#### THE TASK:
Can you carry on the Rubix ML inference documentation from the point where it stops, picking up right after its last sentence?

#### EXCERPT TO READ:
* * * *

Inference#

Inference is the process of making predictions using an Estimator. You can think of an estimator inferring the outcome of a sample given the input features and the estimator's hidden state obtained during training. Once a learner has been trained it can perform inference on any number of samples.

Estimator Types#

There are 4 base estimator types to consider in Rubix ML and each type outputs a prediction specific to its type. Meta-estimators are polymorphic in the sense that they take on the type of the base estimator they wrap.

Estimator Type	Prediction	Data Type	Example
Classifier	Class label	String	'cat'
Regressor	Number	Integer or Float	1.348957
Clusterer	Cluster number	Integer	6
Anomaly Detector	1 for an anomaly or 0 otherwise	Integer	0

Making Predictions#

All estimators implement the Estimator interface which provides the predict() method. The predict() method takes a dataset of unknown samples and returns their predictions from the model in an array.

Note

The inference samples must contain the same number and order of feature columns as the samples used to train the learner.

$predictions = $estimator->predict($dataset);

print_r($predictions);

Array
(
    [0] => cat
    [1] => dog
    [2] => frog
)

Estimation of Probabilities#

Sometimes, you may want to know how certain the model is about a particular outcome. Classifiers and clusterers that implement the Probabilistic interface have the proba() method that computes the joint probability estimates for each class or cluster number as shown in the example below.

* * * *

#### RECORDS:
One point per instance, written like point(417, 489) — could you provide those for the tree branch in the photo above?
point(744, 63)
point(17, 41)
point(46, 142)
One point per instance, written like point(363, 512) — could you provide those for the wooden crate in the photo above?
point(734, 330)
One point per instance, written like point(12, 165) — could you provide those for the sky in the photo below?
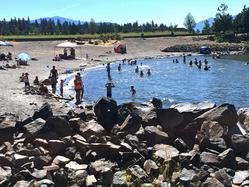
point(119, 11)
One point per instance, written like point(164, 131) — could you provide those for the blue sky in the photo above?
point(119, 11)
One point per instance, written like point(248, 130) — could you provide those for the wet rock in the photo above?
point(151, 168)
point(227, 158)
point(223, 177)
point(44, 112)
point(224, 114)
point(119, 179)
point(105, 110)
point(209, 158)
point(212, 182)
point(91, 128)
point(56, 147)
point(153, 136)
point(240, 177)
point(169, 119)
point(138, 174)
point(240, 142)
point(242, 164)
point(75, 166)
point(59, 125)
point(187, 175)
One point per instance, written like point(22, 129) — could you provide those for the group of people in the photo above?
point(199, 64)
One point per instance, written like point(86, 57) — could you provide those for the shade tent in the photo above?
point(68, 45)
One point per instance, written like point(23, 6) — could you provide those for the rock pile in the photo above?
point(131, 144)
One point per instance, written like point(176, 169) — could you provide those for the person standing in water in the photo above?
point(133, 91)
point(109, 87)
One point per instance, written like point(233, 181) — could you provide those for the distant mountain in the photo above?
point(200, 25)
point(56, 18)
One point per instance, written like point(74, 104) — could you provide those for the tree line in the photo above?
point(51, 27)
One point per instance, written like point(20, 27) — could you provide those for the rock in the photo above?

* * * *

#### EXERCISE OUTPUT:
$probabilities = $estimator->proba($dataset);  

print_r($probabilities);

Array
(
    [0] => Array
        (
            [cat] => 0.6
            [dog] => 0.4
            [frog] => 0.0
        )
    [1] => Array
        (
            [cat] => 0.3
            [dog] => 0.6
            [frog] => 0.1
        )
    [2] => Array
        (
            [cat] => 0.0
            [dog] => 0.0
            [frog] => 1.0
        )
)

Anomaly Scores#

Anomaly detectors that implement the Scoring interface can output the anomaly scores assigned to the samples in a dataset. Anomaly scores are useful for attaining the degree of anomalousness for a sample relative to other samples. Higher anomaly scores equate to greater abnormality whereas low scores are typical of normal samples.

$scores = $estimator->score($dataset);

print_r($scores);

Array
(
    [0] => 0.35033
    [1] => 0.40992
    [2] => 1.68153
)